**Exercise instructions**
**1)** Answer these questions using the project list.
(a) What is the gold standard for diagnosing sarcopenia?
(b) What is the most common type of incomplete observation in time to event data?
(c) What causes a large proportion of the missing data in protein profiles?
**2)** Duplicate the passage of the project list that opens with the words containing "The aim of these" and closes with "better predictive power.".
**3)** Rewrite the paragraph of the project list that starts "Sarcopenia is the loss of muscle mass" as a bulleted list, keeping its main facts.

**Provided text**
▬▬▬▬▬▬
PhD, Masters and Honours projects available to commence in 2016
- Missing data biomarker models for cancer
Finding biological markers for cancer is a primary goal of bioinformatics.
One of the techniques is mass spectrometry which produces protein signals from serum.
The resulting protein profiles are subject to several sources of bias and variability which
must be adjusted for in the analysis of the data. The protein profiles also suffer from missing data.
A large proportion of the missing data is due to the true biological signal falling below the machine
detection limit. This research project will study what missing data means from a statistical viewpoint,
the different types of missingness that arise in genomics and proteomics studies, and will ultimately create
a joint observed/missing data Bayesian biomarker model for gastric cancer. The research involves
both theoretical statistics and statistical computation, and will include multilevel models,
evaluating model performance
using cross-validation for simulated and observed data, and Bayesian model fitting and estimation.
- Predicting sarcopenia in seniors
Sarcopenia is the loss of muscle mass and physical function observed with increasing age.
The gold standard for diagnosis is the use of dual x-ray absorptiometry (DXA) but this is not readily
available to patients in primary or aged care. Linear regression models using easily measured patient
variables such as age and sex have been compared to models based on DXA, but the prediction models
obtained so far demonstrate only modest sensitivity (the true positive rate) and specificity
(the true negative rate) for sarcopenia. The aim of this research project is to develop
statistical and machine learning models with superior predictive performance that can
be used by clinicians to accurately diagnose sarcopenia in patients. Optimal regression
models for cohort data from the North West Adelaide Health Study Cohort will be
compared with machine learning regression and classification methods, including
random forests and support vector machines. The research will be conducted
in collaboration with Professor Renuka Visvanathan and Dr Solomon Yu of the
Aged and Extended Care Services, The Queen Elizabeth Hospital.
- Big data survival analysis
Survival analysis is about the analysis of time to event data.
Such data are subject to different types of incomplete observation,
the most common being right censoring. Increasingly in big data studies,
survival analysis is being used to analyse high-dimensional datasets in which,
for example, many thousands of gene sequences are available for each individual.
The aim of these studies is to use the genetic or molecular signatures to predict
the survival outcome for each individual. However, traditional statistical survival
methods are not designed to handle these situations and alternative approaches,
particularly machine learning methods, promise better predictive power.
This research project will develop genetic algorithms, support vector machines and
random forest survival models to exploiting genetic and molecular data in
survival analysis. The modelling and computational work will involve simulation
studies to evaluate model performance and prediction error.
Major applications will include to predicting survival following chemotherapy
in patients with large B-cell lymphoma and to modelling outcomes in patients
undergoing joint replacement surgery at the Royal Adelaide Hospital.
▬▬▬▬▬▬
**Material shown**
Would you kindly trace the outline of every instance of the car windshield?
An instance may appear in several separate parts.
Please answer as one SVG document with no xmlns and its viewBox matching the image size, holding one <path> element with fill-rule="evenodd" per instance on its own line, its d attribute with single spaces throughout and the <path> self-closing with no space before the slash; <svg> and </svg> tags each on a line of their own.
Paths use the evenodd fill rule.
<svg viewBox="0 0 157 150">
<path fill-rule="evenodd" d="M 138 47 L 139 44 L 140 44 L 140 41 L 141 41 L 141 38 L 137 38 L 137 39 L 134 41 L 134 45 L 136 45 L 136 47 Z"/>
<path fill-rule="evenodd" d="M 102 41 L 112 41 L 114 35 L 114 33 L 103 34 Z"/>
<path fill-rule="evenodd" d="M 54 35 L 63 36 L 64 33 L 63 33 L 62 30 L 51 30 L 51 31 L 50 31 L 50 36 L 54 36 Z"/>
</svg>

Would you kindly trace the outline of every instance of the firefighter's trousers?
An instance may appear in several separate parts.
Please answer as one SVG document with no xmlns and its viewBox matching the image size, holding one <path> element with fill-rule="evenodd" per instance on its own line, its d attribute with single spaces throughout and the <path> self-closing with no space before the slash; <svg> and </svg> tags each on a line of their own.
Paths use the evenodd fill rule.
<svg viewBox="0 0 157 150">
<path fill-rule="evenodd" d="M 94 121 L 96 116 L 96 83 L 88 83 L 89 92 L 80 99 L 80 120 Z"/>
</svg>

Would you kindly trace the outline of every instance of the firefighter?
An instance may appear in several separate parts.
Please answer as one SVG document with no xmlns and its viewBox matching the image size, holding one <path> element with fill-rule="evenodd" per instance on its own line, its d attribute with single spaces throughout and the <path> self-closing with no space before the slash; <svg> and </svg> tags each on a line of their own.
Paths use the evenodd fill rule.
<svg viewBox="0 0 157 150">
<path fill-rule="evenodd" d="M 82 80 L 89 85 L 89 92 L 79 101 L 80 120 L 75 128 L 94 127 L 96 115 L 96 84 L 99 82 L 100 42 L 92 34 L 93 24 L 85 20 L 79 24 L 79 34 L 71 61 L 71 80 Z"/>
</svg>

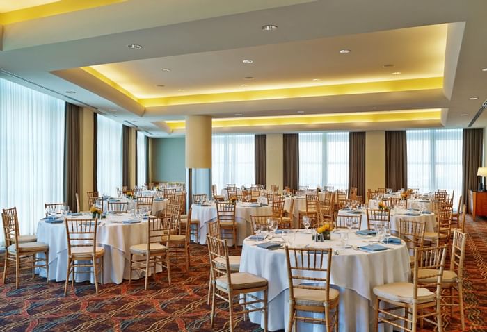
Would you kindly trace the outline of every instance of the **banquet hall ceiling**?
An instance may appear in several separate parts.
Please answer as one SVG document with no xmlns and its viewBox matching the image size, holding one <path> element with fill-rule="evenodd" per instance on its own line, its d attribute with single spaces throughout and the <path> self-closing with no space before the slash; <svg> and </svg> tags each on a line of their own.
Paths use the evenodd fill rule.
<svg viewBox="0 0 487 332">
<path fill-rule="evenodd" d="M 487 98 L 482 0 L 8 2 L 0 77 L 154 136 L 466 127 Z"/>
</svg>

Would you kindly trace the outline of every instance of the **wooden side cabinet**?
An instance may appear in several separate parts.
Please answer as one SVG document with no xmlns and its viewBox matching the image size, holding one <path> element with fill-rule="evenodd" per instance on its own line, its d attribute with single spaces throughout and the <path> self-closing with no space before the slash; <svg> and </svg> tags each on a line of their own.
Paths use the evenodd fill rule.
<svg viewBox="0 0 487 332">
<path fill-rule="evenodd" d="M 487 192 L 469 190 L 468 201 L 474 221 L 477 215 L 487 216 Z"/>
</svg>

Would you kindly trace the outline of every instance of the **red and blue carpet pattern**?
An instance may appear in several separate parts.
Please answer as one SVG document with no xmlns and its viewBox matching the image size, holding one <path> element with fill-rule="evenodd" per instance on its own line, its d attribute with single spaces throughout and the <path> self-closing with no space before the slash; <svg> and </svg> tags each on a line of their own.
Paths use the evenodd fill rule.
<svg viewBox="0 0 487 332">
<path fill-rule="evenodd" d="M 470 238 L 465 260 L 465 302 L 467 330 L 487 331 L 487 221 L 467 226 Z M 232 250 L 233 251 L 233 250 Z M 214 327 L 209 327 L 207 305 L 209 264 L 206 247 L 191 245 L 191 267 L 186 272 L 173 264 L 173 283 L 167 274 L 129 284 L 100 287 L 99 294 L 88 283 L 76 284 L 63 296 L 63 283 L 29 279 L 27 271 L 19 290 L 10 274 L 0 285 L 1 331 L 219 331 L 228 330 L 228 312 L 218 307 Z M 234 252 L 237 254 L 237 252 Z M 3 263 L 3 259 L 2 259 Z M 1 266 L 3 272 L 3 266 Z M 12 270 L 13 272 L 13 270 Z M 445 315 L 445 330 L 459 331 L 460 319 Z M 238 317 L 235 331 L 260 331 L 258 326 Z"/>
</svg>

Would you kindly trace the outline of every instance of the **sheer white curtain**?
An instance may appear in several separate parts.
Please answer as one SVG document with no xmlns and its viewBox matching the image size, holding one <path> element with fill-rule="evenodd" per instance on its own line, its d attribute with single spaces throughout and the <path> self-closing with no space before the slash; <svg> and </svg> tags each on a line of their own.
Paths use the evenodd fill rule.
<svg viewBox="0 0 487 332">
<path fill-rule="evenodd" d="M 102 115 L 97 122 L 98 192 L 116 197 L 122 186 L 122 124 Z"/>
<path fill-rule="evenodd" d="M 218 190 L 227 183 L 254 183 L 253 135 L 214 135 L 211 140 L 211 181 Z"/>
<path fill-rule="evenodd" d="M 145 135 L 137 131 L 137 185 L 145 184 Z"/>
<path fill-rule="evenodd" d="M 347 189 L 349 133 L 299 134 L 299 185 Z"/>
<path fill-rule="evenodd" d="M 21 234 L 63 201 L 64 118 L 63 101 L 0 78 L 0 208 L 17 207 Z"/>
<path fill-rule="evenodd" d="M 457 204 L 462 188 L 462 130 L 406 131 L 408 187 L 424 192 L 455 190 Z"/>
</svg>

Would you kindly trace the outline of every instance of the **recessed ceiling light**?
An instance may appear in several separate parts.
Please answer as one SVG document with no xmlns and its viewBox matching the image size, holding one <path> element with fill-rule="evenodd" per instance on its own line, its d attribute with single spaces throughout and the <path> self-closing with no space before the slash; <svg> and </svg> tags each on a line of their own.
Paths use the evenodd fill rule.
<svg viewBox="0 0 487 332">
<path fill-rule="evenodd" d="M 274 24 L 266 24 L 261 26 L 260 28 L 262 28 L 264 31 L 276 31 L 277 29 L 279 28 L 279 27 Z"/>
</svg>

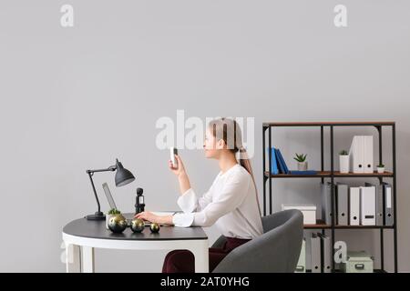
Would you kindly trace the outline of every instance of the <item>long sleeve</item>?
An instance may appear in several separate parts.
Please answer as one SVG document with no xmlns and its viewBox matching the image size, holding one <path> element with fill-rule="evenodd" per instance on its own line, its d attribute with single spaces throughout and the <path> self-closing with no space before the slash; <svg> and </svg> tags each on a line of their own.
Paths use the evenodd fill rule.
<svg viewBox="0 0 410 291">
<path fill-rule="evenodd" d="M 193 223 L 194 211 L 200 211 L 212 200 L 210 189 L 202 197 L 198 198 L 192 188 L 188 189 L 177 200 L 182 214 L 177 213 L 172 216 L 172 224 L 175 226 L 188 227 Z"/>
<path fill-rule="evenodd" d="M 174 225 L 182 227 L 212 226 L 220 217 L 233 211 L 242 203 L 250 183 L 249 177 L 231 176 L 214 201 L 204 200 L 204 203 L 208 202 L 208 204 L 200 211 L 175 214 L 173 216 Z M 198 206 L 199 202 L 194 204 L 196 200 L 192 196 L 187 196 L 186 200 L 190 203 L 187 203 L 187 206 L 189 205 L 190 207 L 186 209 L 195 211 L 194 206 Z"/>
<path fill-rule="evenodd" d="M 212 201 L 210 189 L 198 198 L 192 188 L 188 189 L 178 198 L 178 205 L 185 213 L 199 212 Z"/>
</svg>

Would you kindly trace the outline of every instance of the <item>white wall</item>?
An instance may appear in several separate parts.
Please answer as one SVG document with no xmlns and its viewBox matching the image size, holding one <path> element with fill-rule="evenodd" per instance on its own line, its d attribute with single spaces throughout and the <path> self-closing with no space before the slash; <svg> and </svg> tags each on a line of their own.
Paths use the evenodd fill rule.
<svg viewBox="0 0 410 291">
<path fill-rule="evenodd" d="M 74 6 L 73 28 L 60 26 L 63 4 Z M 333 25 L 337 4 L 348 8 L 346 28 Z M 95 182 L 108 182 L 123 211 L 133 211 L 138 186 L 148 209 L 177 208 L 168 152 L 155 146 L 155 122 L 177 109 L 255 117 L 261 197 L 263 121 L 396 121 L 399 270 L 410 271 L 409 10 L 404 0 L 2 1 L 0 271 L 64 271 L 61 229 L 96 207 L 85 171 L 116 157 L 137 181 L 115 188 L 108 173 Z M 338 130 L 337 147 L 363 132 Z M 319 131 L 275 136 L 289 163 L 303 151 L 319 166 Z M 205 191 L 217 165 L 200 151 L 181 156 Z M 275 184 L 274 209 L 318 201 L 317 181 L 306 183 Z M 377 232 L 337 238 L 378 250 Z M 160 271 L 164 254 L 97 250 L 97 271 Z"/>
</svg>

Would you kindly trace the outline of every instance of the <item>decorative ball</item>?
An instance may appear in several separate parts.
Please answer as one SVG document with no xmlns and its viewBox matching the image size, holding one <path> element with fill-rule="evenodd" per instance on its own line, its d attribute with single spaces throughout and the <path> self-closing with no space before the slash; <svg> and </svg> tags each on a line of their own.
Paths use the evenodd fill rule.
<svg viewBox="0 0 410 291">
<path fill-rule="evenodd" d="M 151 230 L 152 233 L 158 233 L 159 231 L 159 225 L 157 223 L 152 223 L 149 226 L 149 229 Z"/>
<path fill-rule="evenodd" d="M 144 230 L 145 223 L 144 220 L 139 218 L 135 218 L 131 220 L 131 230 L 135 233 L 140 233 Z"/>
<path fill-rule="evenodd" d="M 108 228 L 116 234 L 122 233 L 127 228 L 127 219 L 123 215 L 113 215 L 108 220 Z"/>
</svg>

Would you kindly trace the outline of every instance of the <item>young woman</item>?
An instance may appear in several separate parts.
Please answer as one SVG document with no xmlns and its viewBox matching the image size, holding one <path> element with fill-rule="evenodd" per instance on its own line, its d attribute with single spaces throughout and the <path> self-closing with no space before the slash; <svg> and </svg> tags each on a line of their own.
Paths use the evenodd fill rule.
<svg viewBox="0 0 410 291">
<path fill-rule="evenodd" d="M 208 192 L 202 197 L 197 196 L 190 187 L 182 160 L 176 156 L 178 167 L 173 167 L 170 161 L 169 164 L 179 182 L 181 196 L 178 205 L 183 213 L 158 216 L 142 212 L 136 217 L 181 227 L 216 225 L 227 240 L 222 248 L 210 248 L 211 272 L 232 249 L 261 235 L 263 230 L 251 162 L 242 146 L 241 128 L 236 121 L 229 118 L 211 121 L 203 147 L 205 156 L 217 159 L 220 170 Z M 188 250 L 169 252 L 162 272 L 194 272 L 192 253 Z"/>
</svg>

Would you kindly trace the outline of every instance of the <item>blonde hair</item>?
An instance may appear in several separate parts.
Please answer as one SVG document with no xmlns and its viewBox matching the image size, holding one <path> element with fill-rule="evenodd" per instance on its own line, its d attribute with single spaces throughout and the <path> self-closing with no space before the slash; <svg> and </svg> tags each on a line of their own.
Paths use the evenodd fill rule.
<svg viewBox="0 0 410 291">
<path fill-rule="evenodd" d="M 261 206 L 259 205 L 258 189 L 256 188 L 255 178 L 253 176 L 251 160 L 248 157 L 246 148 L 242 144 L 242 133 L 241 126 L 234 119 L 221 117 L 214 119 L 209 124 L 212 135 L 217 139 L 222 139 L 231 152 L 236 155 L 239 152 L 239 162 L 248 173 L 251 175 L 253 186 L 255 186 L 256 202 L 258 205 L 259 214 L 261 215 Z"/>
</svg>

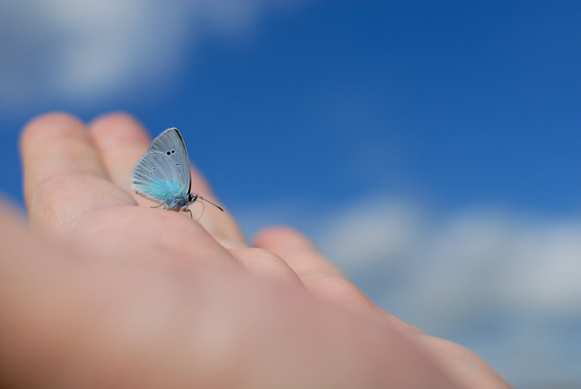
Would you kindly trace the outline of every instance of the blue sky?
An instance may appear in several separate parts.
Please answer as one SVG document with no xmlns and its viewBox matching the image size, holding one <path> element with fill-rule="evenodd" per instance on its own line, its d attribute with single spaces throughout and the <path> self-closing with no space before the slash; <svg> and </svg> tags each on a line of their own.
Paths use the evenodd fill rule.
<svg viewBox="0 0 581 389">
<path fill-rule="evenodd" d="M 248 233 L 309 233 L 517 387 L 581 383 L 581 3 L 164 4 L 0 5 L 3 196 L 30 117 L 126 110 Z"/>
</svg>

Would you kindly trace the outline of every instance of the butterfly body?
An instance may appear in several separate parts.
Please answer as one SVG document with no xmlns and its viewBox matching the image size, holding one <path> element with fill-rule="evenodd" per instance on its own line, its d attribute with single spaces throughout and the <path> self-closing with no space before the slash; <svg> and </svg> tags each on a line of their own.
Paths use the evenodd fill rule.
<svg viewBox="0 0 581 389">
<path fill-rule="evenodd" d="M 177 129 L 168 129 L 154 139 L 133 171 L 136 193 L 157 202 L 157 206 L 188 212 L 190 216 L 189 204 L 198 199 L 207 201 L 190 192 L 191 183 L 188 152 Z"/>
</svg>

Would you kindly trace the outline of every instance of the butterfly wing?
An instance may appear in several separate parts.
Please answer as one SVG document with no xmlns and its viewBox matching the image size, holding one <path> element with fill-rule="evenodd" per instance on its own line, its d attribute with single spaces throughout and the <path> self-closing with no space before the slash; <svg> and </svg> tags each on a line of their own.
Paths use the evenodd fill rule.
<svg viewBox="0 0 581 389">
<path fill-rule="evenodd" d="M 163 154 L 174 162 L 179 174 L 178 182 L 187 187 L 187 193 L 189 193 L 192 185 L 189 160 L 184 138 L 178 129 L 167 129 L 160 134 L 151 142 L 148 151 Z"/>
<path fill-rule="evenodd" d="M 171 208 L 189 192 L 183 170 L 167 154 L 148 151 L 133 171 L 133 187 L 144 197 L 166 202 Z"/>
</svg>

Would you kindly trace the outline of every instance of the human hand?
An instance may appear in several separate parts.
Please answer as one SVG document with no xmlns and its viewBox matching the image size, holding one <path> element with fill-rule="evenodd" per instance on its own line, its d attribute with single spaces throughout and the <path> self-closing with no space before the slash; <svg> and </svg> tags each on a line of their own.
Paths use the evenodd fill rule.
<svg viewBox="0 0 581 389">
<path fill-rule="evenodd" d="M 0 220 L 2 386 L 508 387 L 374 305 L 296 231 L 250 247 L 227 212 L 150 208 L 130 187 L 149 142 L 121 114 L 26 126 L 28 227 Z"/>
</svg>

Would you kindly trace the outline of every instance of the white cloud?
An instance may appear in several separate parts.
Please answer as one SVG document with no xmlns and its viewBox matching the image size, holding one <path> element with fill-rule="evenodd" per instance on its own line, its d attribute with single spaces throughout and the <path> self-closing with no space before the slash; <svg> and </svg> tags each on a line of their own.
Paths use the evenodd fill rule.
<svg viewBox="0 0 581 389">
<path fill-rule="evenodd" d="M 472 348 L 515 387 L 581 382 L 581 220 L 436 215 L 381 196 L 326 215 L 293 209 L 292 224 L 384 309 Z M 263 206 L 243 225 L 271 221 L 261 215 L 284 222 Z"/>
<path fill-rule="evenodd" d="M 204 31 L 225 35 L 295 0 L 0 2 L 0 108 L 111 97 L 183 66 Z"/>
</svg>

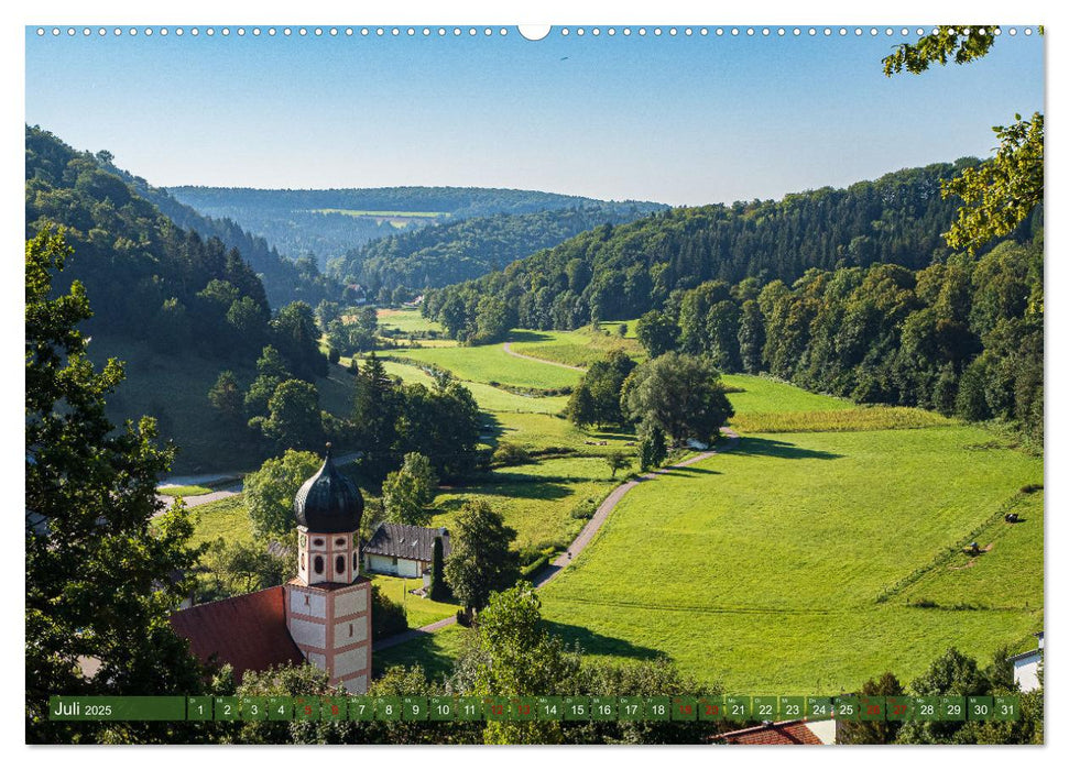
▬▬▬▬▬▬
**Answers for each item**
**1)**
(a) Dual x-ray absorptiometry (DXA).
(b) Right censoring.
(c) The true biological signal falling below the machine detection limit.

**2)**
The aim of these studies is to use the genetic or molecular signatures to predict
the survival outcome for each individual. However, traditional statistical survival
methods are not designed to handle these situations and alternative approaches,
particularly machine learning methods, promise better predictive power.

**3)**
- Sarcopenia is the loss of muscle mass and physical function that comes with increasing age.
- The gold standard for diagnosis is dual x-ray absorptiometry (DXA), which is not readily available to patients in primary or aged care.
- Linear regression models based on easily measured variables such as age and sex have been compared to DXA-based models. So far they show only modest sensitivity and specificity.
- The project aims to develop statistical and machine learning models with better predictive performance, so that clinicians can diagnose sarcopenia accurately.
- Optimal regression models for North West Adelaide Health Study Cohort data will be compared with machine learning regression and classification methods, including random forests and support vector machines.
- The collaborators are Professor Renuka Visvanathan and Dr Solomon Yu of the Aged and Extended Care Services, The Queen Elizabeth Hospital.